TASK:
Reproduce exactly the line in which "Where can the black" occurs and all the lines after it, ending with the last line.

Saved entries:
┄┄┄┄┄┄

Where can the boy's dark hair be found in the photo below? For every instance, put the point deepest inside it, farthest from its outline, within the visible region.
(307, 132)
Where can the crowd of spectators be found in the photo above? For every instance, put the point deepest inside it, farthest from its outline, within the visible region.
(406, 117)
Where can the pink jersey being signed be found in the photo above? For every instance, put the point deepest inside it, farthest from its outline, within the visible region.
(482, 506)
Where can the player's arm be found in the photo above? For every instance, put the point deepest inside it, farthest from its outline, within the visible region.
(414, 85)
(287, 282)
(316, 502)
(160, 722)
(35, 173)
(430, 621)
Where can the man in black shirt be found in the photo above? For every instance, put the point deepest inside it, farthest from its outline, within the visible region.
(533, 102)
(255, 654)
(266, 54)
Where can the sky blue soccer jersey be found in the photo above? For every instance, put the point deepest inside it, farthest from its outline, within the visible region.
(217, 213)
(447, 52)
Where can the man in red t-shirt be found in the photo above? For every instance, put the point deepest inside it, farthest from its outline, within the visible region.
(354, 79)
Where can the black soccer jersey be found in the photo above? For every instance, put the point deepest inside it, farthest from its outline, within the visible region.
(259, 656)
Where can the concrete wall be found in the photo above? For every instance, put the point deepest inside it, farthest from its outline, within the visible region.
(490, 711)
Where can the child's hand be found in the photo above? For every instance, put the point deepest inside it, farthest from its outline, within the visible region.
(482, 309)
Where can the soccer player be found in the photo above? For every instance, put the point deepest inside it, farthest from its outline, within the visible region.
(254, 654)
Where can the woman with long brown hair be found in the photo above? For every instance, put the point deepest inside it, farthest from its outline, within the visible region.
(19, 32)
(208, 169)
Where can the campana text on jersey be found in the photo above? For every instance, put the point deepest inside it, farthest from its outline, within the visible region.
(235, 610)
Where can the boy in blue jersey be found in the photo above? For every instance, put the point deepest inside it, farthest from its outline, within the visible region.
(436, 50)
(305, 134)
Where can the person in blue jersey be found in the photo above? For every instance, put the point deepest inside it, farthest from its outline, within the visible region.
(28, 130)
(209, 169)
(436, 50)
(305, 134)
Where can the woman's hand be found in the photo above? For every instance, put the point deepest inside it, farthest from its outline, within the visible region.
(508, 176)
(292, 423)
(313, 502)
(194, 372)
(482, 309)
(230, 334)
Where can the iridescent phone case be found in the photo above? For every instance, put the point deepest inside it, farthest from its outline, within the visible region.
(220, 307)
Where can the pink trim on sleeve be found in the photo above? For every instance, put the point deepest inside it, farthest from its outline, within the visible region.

┄┄┄┄┄┄

COMPLETE OUTPUT:
Where can the black soccer jersey be found in the photo above? For every instance, put the point deepest inside it, farthest from its outline, within the visible region.
(259, 656)
Where can the concrete wall be found in the photo above? For every instance, put the point deepest inside it, farthest from its outline, within the visible region.
(490, 711)
Where can the child's hand be found in the photo above? For every instance, put the point deepest inside it, farthest from its outline, within the visible region.
(482, 309)
Where can the soccer player be found in the photo above? For every instance, put the point deepest inside it, farthest from its outline, within the visible region.
(254, 654)
Where can the woman with long brown hair be found in the photo above? For every instance, put the point deepest inside it, farthest from its outline, within the visible region.
(19, 32)
(208, 169)
Where can the campana text on jersey be found in the photo above? For every instance, put the point deepest inside it, farthest from its outline, within the visible region.
(235, 610)
Where can the boy in blue jersey be found in the photo above? For every instance, put the point deepest inside it, farthest from its outline, within the visible region.
(436, 50)
(305, 134)
Where can the person in blue jersey be found in the photo above? For every instance, put the point deepest inside it, farthest from its outline, within the visible region.
(28, 130)
(209, 169)
(436, 50)
(305, 134)
Where can the woman's hand be found in the photo above? For every instance, put the point deepest inside it, farthest from its outline, within the visible region.
(508, 176)
(292, 423)
(313, 502)
(194, 372)
(482, 309)
(230, 334)
Where can the iridescent phone case be found in the photo above? For every instance, put the point deepest inside it, farthest from its outline, within the visible region.
(220, 307)
Where can the pink trim on sleeve be found in the photo above? For every instance, put the point deepest inside it, farthest from its outline, within the visible region.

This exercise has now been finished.